Outsourcing labor to other countries in which labor is cheaper and taxes are more favorable is often seen as a BAD THING. Oh, those naughty corporate bigwigs who send jobs overseas to the people in crushing poverty and raise their standard of living while providing more affordable products to folks back home in the U.S. While it may seem very clear to many people that outsourcing is simply terrible, I like to look at the complexities of the situation and weigh the factors rather than making simplistic judgments like media types looking for a good story to rile folks up. Yes, we have fewer jobs here, which is certainly a pressing issue. It also often provides jobs and a higher standard of living for folks living in places where it’s an even more pressing issue. Through outsourcing, we’ve done a great deal to help people in other countries have a better life. It also gives us cheaper products and exposes folks in other countries to our debauched culture. The outcomes have been mixed for everyone except the people with ever more gigantic stacks of cash that will be largely worthless as time goes on.
A similar issue that doesn’t get as much recognition in the media is upsourcing, which is process of exporting responsibility and power from the lowest level (individuals) to higher levels (municipal, state, and federal governments). Looking at the history of our country, there are many examples of upsourcing. One of my favorite examples is Prohibition, which also had mixed results. Instead of being content with not indulging in excessive consumption of alcohol and putting social pressure on those who did, or just restricting commercial alcohol-related ventures at the county or state level, prohibitionists made it a national issue. They upsourced the issue in an attempt to win. It’s rather like a child running to the school principal when their teacher won’t let them make the rules in the classroom for everyone else. And while I’m sure their intentions were good, they set a pretty terrible precedent. It wasn’t the only precedent for the massive overreach of the federal government in matters of the economy or civil liberties, but it is a well-known case of it that features some serious abuse of the Constitution.

- **YOUR INSTRUCTIONS**: Please list the higher levels of government that the upsourcing essay names in its definition of upsourcing. The rows that follow are separate material and have no connection to the upsourcing essay.

- **SUPPLIED MATERIAL**:

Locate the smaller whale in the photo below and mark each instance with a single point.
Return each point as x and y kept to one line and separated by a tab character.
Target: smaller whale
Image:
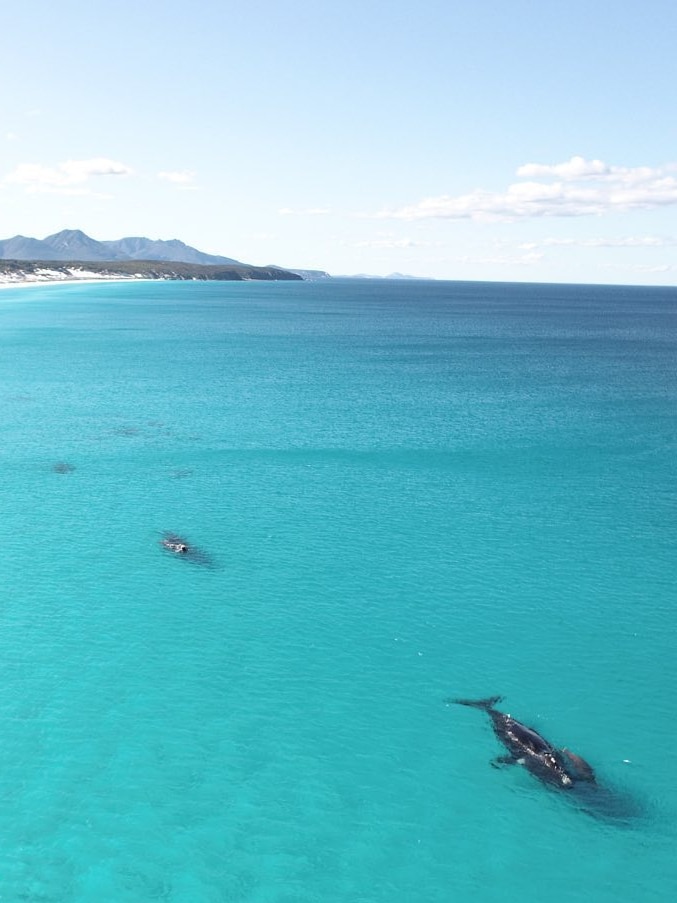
557	767
180	546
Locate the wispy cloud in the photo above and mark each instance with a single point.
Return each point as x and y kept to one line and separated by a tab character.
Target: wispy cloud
65	178
528	259
646	241
577	187
308	211
398	243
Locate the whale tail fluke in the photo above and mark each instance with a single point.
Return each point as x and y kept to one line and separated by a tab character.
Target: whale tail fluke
485	704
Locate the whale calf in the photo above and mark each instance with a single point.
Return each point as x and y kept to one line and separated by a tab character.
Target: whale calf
558	767
178	545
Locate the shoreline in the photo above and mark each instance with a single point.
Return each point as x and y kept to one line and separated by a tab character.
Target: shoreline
71	280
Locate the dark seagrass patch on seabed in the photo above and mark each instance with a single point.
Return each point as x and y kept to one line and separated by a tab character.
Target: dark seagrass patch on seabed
62	467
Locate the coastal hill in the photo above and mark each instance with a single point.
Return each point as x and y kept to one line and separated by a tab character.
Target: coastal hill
72	255
72	244
13	272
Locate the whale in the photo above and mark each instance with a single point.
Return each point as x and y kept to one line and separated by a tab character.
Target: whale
556	767
181	547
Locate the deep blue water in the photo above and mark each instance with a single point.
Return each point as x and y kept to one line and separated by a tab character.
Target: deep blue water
409	491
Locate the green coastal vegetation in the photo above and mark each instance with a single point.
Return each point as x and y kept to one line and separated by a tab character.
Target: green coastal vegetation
50	270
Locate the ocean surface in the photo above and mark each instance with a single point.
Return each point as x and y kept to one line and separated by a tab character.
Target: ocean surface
399	492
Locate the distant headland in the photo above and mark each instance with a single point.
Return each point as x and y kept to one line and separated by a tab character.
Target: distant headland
71	255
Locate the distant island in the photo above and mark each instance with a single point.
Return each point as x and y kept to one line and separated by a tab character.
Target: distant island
72	255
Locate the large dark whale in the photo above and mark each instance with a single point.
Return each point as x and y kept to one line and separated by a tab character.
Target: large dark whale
558	767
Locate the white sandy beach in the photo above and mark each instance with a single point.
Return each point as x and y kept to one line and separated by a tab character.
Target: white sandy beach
59	277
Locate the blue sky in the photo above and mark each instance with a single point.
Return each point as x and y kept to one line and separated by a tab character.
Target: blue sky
528	141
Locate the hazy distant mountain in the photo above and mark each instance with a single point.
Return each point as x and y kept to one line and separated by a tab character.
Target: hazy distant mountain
72	244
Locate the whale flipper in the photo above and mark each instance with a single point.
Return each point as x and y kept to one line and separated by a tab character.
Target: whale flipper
584	769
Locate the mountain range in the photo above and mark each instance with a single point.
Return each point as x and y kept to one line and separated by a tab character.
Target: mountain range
74	245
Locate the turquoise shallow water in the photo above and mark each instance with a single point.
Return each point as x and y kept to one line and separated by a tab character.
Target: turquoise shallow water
409	491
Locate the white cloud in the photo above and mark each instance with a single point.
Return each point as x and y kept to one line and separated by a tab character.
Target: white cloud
63	177
178	177
579	188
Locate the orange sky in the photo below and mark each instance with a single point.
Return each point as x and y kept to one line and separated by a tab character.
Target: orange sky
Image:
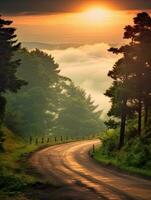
86	27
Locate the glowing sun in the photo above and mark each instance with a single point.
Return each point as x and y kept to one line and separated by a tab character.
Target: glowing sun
96	14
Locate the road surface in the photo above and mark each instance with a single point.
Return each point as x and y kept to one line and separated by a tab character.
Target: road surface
82	178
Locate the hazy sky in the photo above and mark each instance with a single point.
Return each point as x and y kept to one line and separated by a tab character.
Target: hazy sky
95	24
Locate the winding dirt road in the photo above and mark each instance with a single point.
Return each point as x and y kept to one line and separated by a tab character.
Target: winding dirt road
82	178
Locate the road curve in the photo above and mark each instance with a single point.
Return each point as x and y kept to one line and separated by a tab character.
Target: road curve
69	165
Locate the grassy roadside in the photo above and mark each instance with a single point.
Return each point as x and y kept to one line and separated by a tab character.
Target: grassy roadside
115	163
17	180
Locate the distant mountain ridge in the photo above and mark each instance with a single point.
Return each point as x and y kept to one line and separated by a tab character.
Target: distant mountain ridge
40	45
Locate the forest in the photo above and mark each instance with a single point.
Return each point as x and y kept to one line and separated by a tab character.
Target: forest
36	101
127	143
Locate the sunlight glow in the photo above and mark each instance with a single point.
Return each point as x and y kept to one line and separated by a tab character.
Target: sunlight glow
97	14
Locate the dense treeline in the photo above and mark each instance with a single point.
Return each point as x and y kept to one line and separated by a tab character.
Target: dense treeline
130	95
48	103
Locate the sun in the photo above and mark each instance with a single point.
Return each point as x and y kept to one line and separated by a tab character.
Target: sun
96	14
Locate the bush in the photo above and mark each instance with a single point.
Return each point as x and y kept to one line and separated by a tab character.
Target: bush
109	142
11	184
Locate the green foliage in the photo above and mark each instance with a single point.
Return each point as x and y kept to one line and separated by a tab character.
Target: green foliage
8	67
109	142
78	115
11	184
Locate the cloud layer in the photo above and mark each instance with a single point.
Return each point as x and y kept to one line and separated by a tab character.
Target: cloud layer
88	66
25	7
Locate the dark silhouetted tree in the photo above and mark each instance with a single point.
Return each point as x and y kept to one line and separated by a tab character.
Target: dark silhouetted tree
8	66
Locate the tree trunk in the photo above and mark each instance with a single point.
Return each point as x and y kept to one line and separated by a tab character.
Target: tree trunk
146	114
123	122
139	116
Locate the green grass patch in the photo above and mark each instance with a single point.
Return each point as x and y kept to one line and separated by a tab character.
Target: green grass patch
117	164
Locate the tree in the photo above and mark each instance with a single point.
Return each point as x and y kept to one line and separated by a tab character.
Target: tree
8	66
130	91
78	115
140	36
35	106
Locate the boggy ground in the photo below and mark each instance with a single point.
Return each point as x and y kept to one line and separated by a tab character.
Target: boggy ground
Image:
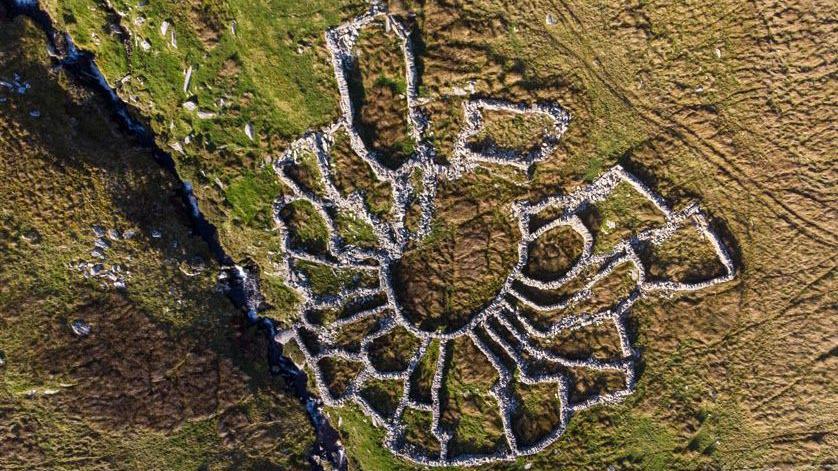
723	102
167	378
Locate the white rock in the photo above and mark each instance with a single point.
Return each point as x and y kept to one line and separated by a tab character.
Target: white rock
80	327
189	105
187	77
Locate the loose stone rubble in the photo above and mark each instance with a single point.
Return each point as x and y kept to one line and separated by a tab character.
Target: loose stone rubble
109	274
393	236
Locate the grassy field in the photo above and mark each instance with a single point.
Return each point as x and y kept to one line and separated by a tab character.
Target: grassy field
167	378
725	103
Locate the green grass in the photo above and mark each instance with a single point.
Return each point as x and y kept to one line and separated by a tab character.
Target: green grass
355	231
252	195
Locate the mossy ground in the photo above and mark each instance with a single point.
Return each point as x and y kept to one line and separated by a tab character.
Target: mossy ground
724	102
167	378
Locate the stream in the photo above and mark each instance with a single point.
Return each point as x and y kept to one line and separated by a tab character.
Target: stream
242	281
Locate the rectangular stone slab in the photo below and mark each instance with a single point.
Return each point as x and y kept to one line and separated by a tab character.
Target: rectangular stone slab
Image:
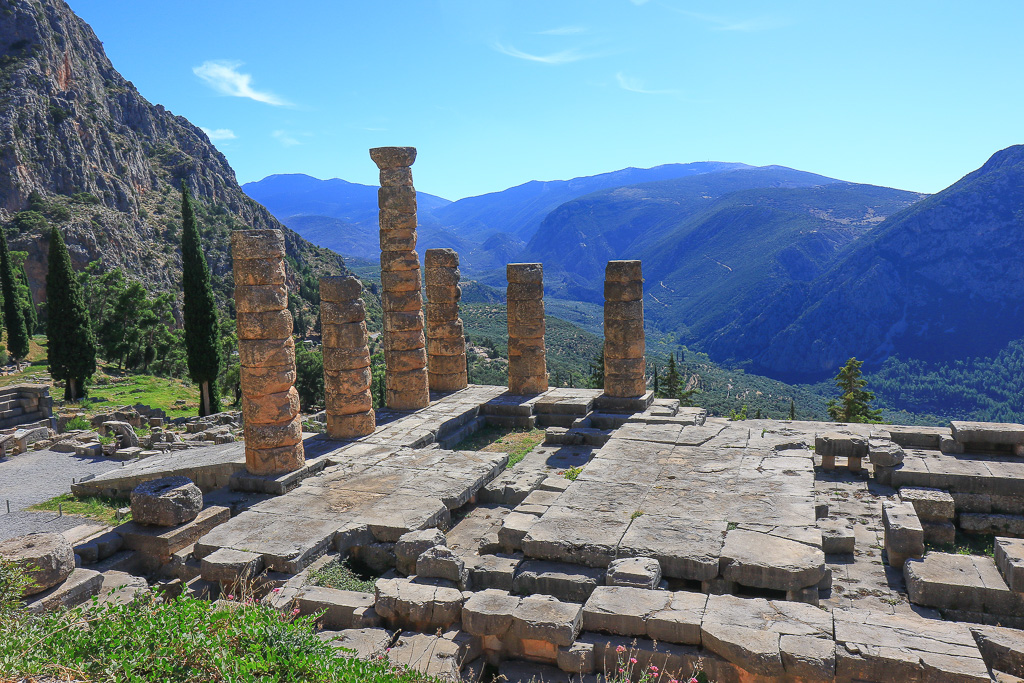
684	548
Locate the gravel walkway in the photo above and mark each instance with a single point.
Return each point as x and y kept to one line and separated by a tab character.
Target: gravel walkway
39	475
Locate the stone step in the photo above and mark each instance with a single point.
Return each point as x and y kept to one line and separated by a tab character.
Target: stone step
1010	560
999	524
451	440
967	587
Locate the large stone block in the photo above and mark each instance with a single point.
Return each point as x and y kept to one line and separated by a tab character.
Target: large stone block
273	436
340	288
545	619
262	352
350	426
349	403
345	358
392	158
257	244
622	610
260	271
624	271
265	380
347	381
270	409
166	502
400	281
333	312
269	325
399	199
47	559
761	560
260	299
348	335
904	537
524	272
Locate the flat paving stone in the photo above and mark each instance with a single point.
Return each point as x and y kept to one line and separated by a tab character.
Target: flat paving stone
763	560
748	631
877	646
962	583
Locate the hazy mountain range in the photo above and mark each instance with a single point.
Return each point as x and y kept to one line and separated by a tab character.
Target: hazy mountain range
779	270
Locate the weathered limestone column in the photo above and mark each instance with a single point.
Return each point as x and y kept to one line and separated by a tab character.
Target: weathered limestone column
445	338
346	358
404	345
624	340
266	352
527	364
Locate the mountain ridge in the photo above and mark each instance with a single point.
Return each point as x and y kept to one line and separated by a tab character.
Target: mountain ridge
108	164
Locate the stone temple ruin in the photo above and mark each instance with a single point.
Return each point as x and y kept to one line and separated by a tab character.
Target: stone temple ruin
758	550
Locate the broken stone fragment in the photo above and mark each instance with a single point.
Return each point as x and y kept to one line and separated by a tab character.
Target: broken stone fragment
47	558
166	502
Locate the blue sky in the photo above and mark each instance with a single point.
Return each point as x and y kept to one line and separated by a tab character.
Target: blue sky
906	94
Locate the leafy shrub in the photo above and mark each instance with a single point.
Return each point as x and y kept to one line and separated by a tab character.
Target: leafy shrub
84	198
340	574
27	221
184	640
78	422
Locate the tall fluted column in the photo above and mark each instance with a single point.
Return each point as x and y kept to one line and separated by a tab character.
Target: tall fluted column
445	339
624	339
404	345
527	364
266	353
346	358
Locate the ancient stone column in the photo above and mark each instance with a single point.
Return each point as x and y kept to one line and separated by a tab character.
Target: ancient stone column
266	352
346	358
527	365
445	339
404	345
624	341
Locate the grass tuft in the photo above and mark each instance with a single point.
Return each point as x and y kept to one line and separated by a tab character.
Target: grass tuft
516	441
99	508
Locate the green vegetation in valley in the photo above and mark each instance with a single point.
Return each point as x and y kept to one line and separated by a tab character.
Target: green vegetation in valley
199	311
100	508
183	640
72	346
854	403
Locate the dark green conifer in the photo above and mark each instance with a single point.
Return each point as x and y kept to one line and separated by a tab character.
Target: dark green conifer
202	343
13	314
71	347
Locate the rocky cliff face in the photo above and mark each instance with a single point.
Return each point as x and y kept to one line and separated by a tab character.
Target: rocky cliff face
108	164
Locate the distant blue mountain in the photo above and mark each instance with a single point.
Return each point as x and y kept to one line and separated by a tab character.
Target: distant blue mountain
520	210
299	195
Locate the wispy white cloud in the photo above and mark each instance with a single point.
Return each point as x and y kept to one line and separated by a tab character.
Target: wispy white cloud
563	31
223	76
217	134
286	138
742	26
562	57
635	85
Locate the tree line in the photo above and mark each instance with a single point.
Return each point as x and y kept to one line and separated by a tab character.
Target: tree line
110	313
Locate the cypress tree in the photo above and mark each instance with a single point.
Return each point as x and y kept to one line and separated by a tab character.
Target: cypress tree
202	344
72	348
13	314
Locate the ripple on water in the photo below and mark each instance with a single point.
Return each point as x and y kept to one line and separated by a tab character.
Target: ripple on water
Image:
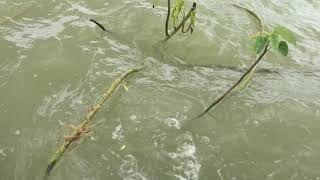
186	167
26	34
129	169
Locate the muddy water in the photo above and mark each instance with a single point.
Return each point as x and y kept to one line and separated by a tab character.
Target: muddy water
54	64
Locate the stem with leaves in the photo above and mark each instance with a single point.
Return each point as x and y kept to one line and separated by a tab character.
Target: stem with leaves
237	83
176	12
83	128
278	39
182	23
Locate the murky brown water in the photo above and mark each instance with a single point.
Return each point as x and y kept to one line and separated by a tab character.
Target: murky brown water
54	64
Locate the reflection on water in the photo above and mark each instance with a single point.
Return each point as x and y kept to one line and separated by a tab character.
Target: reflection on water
55	63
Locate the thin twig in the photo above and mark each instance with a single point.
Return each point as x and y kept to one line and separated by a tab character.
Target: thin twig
236	84
100	25
83	127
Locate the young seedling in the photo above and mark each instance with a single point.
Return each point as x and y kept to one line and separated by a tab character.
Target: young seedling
174	14
277	40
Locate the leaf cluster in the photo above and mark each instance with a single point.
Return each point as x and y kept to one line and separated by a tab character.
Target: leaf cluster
177	10
278	38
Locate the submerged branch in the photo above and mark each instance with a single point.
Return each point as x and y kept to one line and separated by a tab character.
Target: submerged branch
100	25
84	126
236	84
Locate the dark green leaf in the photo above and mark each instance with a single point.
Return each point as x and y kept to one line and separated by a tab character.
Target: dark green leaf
283	48
260	44
286	34
274	40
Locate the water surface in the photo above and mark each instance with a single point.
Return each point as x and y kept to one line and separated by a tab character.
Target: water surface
55	63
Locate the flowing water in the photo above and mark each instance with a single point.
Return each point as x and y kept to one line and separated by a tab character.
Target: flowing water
55	63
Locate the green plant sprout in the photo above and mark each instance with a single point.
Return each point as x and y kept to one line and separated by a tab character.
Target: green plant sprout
174	14
277	40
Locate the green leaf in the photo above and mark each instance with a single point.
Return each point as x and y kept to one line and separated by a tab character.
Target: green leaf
286	34
176	11
283	48
260	44
192	20
274	40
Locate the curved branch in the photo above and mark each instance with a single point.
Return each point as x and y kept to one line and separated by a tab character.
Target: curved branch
100	25
236	84
88	118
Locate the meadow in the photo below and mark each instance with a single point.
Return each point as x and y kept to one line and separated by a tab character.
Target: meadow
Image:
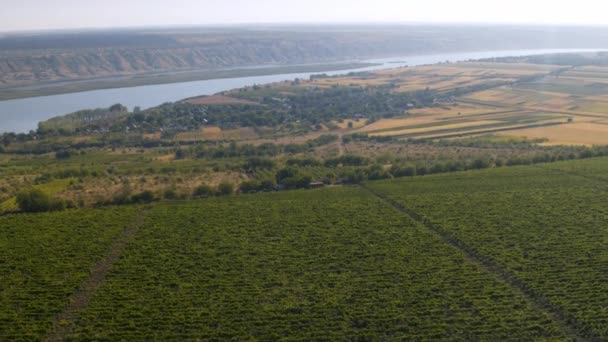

- **ANSWER**: Municipal, state, and federal governments.